TEXT PASSAGE
= = = = =

So here it is - the fixture with LEDs glued, holes drilled, and wires run through the holes. Tonight I will solder and hopefully be able to shine the fixture into the night sky. Watch for the beam of light. I will be writing "Sunday, 1PM, McKinney" in the night sky.


----------



## niko (Jan 28, 2004)

It works!

Below is a picture of the thing. Apparently the camera does not like the weird light as you can see.









The fixture does dim just fine. There are 2 groups of LEDs that can be dimmed separately. Group 1 is 8 Neutral White LEDs. This light is ok but it is not crisp by itself. Group 2 is 4 Cool White + 4 Royal Blue. This light is way too blue by itself.

Running both groups together at maximum intensity gives a very strong and crisp looking light. TropTrea didn't lie to me after all... I was preoccupied with the question why didn't we add red LEDs but I see now it is not needed. At least as far as color is concerned. PAR and what the plants will say is another story.

= = = = =

PROBLEMS
1. List the kinds of LEDs that the LED fixture post says are installed in the fixture.
2. Duplicate the LED fixture post between "So here it is" and "(Jan 28, 2004)", inclusive.
Rely only on the LED fixture post to answer.

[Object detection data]

= = = = =

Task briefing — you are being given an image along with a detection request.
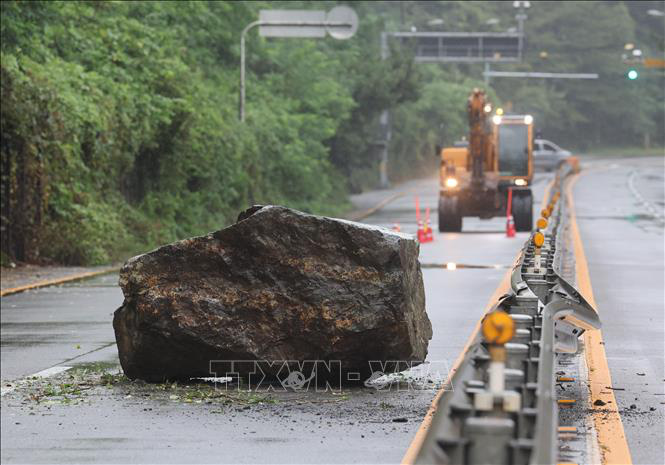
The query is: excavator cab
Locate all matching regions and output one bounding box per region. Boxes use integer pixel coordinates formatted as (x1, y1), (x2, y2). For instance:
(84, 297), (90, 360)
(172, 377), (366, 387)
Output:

= = = = =

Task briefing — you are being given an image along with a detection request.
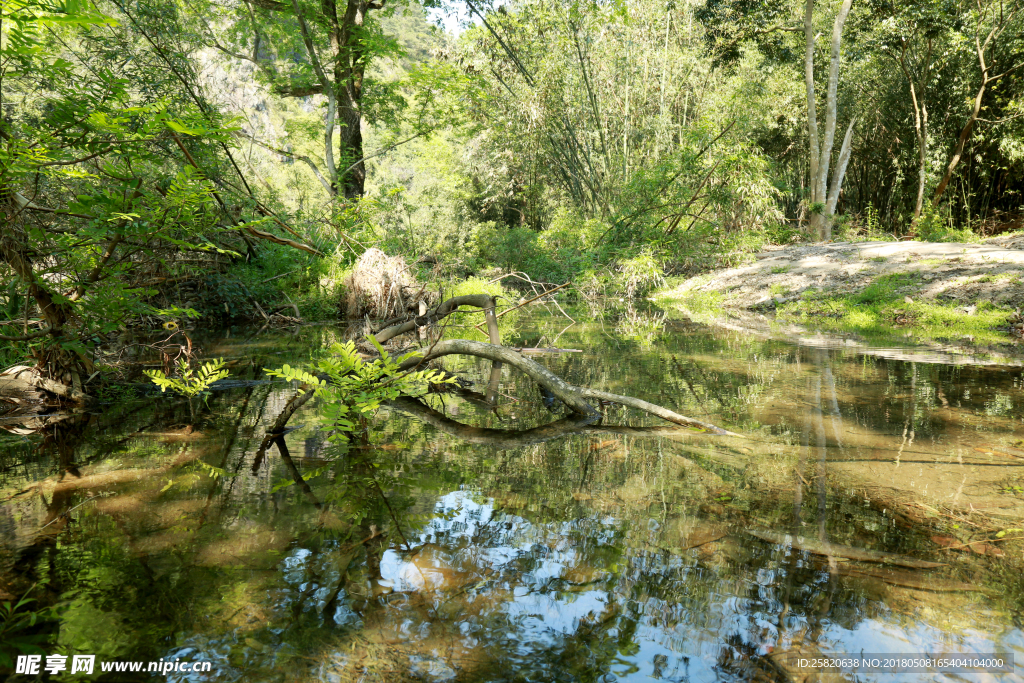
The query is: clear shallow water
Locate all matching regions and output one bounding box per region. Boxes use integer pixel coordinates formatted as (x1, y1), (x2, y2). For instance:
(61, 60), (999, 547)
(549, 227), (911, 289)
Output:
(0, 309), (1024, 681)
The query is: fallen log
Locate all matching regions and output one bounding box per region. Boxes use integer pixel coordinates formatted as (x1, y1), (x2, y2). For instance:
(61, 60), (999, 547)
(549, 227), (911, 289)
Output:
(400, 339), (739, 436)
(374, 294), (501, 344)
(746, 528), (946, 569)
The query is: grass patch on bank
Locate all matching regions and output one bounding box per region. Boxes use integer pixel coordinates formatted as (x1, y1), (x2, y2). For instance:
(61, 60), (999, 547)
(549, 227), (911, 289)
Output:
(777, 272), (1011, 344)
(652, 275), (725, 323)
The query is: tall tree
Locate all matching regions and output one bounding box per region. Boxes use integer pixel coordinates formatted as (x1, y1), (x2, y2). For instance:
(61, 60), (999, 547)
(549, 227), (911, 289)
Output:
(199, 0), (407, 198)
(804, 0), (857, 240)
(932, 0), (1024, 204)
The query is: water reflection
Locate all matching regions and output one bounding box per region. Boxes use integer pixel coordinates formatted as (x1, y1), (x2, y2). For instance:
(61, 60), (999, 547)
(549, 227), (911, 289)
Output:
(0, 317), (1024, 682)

= = = = =

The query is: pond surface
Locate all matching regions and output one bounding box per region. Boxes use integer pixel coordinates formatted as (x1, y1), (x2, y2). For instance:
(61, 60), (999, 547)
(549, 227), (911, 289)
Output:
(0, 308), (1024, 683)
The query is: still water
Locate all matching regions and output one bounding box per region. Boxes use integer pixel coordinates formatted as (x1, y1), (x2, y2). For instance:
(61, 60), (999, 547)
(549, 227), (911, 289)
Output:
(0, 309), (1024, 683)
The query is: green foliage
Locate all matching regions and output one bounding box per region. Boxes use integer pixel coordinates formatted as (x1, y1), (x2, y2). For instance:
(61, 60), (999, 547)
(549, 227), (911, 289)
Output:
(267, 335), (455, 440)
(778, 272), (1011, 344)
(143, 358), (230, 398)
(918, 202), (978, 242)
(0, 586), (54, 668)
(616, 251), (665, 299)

= = = = =

THE REPLIES
1. Neutral White, Cool White, Royal Blue

2.
So here it is - the fixture with LEDs glued, holes drilled, and wires run through the holes. Tonight I will solder and hopefully be able to shine the fixture into the night sky. Watch for the beam of light. I will be writing "Sunday, 1PM, McKinney" in the night sky.


----------



## niko (Jan 28, 2004)